# Extracted text:
== == ==
54m mega-yacht up to ‘Mischief’ on Cap Coast
AT a cost of $16,500 per hour or $495,000 for the week, not everyone can afford to have fun on a mega-yacht like some visitors to Great Keppel Island over the past week.
Taking advantage of clear skies, calm seas and pristine blue water, the 54-metre mega-yacht, cheekily named Mischief, spent a quiet week tucked away at Long Beach, Great Keppel Island.
Passed in December 2019, a Special Recreational Vessels Bill was expected to generate about $1.64 billion in revenue to the Australian economy by 2021.
One Nation’s candidate for Keppel Wade Rothery said he was looking forward to seeing luxury boats like Mischief appearing on the Capricorn Coast, and the economic boosts they brought to the region.
“It’s the first time I’ve seen a mega-yacht choose to spend this much time in the Keppels, and it’s a clear sign that legislation changes that One Nation supported last year are working to bring these types of boats to the region,” Mr Rothery said.
“Coronavirus may put a dampener on those initial predictions, but as soon as international vessels can come back into Australian waters, the rich will want to sail to a country that’s safe and virus free.”
== == ==
# Excerpted data:
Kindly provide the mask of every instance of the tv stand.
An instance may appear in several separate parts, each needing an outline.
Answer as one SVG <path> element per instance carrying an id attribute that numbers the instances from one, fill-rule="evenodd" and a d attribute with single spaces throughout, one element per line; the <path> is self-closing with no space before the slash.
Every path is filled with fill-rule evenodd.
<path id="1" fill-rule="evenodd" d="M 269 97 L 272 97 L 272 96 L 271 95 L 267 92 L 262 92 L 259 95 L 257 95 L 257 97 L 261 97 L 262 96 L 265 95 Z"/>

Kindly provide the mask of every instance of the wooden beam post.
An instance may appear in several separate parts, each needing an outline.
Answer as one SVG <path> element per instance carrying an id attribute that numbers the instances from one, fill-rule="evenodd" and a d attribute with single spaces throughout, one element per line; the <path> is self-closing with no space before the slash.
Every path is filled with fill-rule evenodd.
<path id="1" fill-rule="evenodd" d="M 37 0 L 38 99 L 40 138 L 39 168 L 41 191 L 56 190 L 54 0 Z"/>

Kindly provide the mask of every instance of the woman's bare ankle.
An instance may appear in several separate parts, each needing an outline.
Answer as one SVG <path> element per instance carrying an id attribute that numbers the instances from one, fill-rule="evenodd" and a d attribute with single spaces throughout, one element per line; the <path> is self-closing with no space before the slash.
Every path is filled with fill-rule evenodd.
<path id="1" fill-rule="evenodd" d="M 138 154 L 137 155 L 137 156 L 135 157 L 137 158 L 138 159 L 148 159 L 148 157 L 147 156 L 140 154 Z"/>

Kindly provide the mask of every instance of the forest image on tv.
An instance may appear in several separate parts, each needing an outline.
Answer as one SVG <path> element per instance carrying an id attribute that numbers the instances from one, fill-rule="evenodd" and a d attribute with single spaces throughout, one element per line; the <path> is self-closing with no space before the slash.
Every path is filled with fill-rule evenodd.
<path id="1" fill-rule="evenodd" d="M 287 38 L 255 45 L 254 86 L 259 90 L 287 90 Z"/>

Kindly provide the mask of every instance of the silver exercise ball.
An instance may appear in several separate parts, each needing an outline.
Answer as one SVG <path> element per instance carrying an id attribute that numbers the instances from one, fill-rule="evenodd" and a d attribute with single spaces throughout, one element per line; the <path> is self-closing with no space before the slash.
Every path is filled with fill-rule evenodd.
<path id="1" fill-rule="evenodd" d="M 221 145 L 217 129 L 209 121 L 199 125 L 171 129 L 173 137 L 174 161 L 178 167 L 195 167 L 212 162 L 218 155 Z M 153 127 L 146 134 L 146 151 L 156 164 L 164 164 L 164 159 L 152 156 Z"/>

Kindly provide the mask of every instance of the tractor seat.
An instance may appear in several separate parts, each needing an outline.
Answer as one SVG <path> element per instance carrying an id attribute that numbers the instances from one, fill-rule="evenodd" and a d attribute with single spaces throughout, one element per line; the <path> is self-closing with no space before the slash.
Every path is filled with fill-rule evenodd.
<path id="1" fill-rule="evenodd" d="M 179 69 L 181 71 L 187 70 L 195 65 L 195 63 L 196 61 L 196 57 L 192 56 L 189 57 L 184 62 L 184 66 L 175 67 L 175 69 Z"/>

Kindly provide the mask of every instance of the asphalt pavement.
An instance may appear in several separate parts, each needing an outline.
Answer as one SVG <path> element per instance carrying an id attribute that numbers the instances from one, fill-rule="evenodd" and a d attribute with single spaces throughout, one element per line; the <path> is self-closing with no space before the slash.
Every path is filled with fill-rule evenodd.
== == ==
# Task:
Carry the article about the mega-yacht Mischief forward from the point where it stops. The material has no connection to the mega-yacht article.

# Task response:
He said the mega-yacht industry was thriving with an estimated 5000 of these super yachts scattered around the world, with an average of 150 built each year.
“Clearly money is no object, so we should be encouraging as many as possible to Keppel waters once this pandemic ends,” he said.
“We have some of the best boating, fishing, diving, and snorkelling on the Great Barrier Reef and we miss out on so much of the tourism market to Cairns and the Whitsundays because we don’t have a five-star facility for visitors to stay at.”
For this reason he was pushing for the commencement of the Great Keppel Island Revitalisation project and construction of the proposed new marina which featured plans for a 30-metre berth servicing luxury boats.
Mischief features a trunk full of toys including jet ski, jet boots, scuba gear, a climbing wall, trampoline, and jetpack for its 12 guests, as well as an office, gym, and three additional tenders.
Mr Rothery could only daydream wistfully of getting behind the wheel.
“I think I’d need to win the lotto five times over to afford to take the family on a month’s vacation on board one of these ships, but we should be encouraging as many Mischief making vessels as we can,” he said.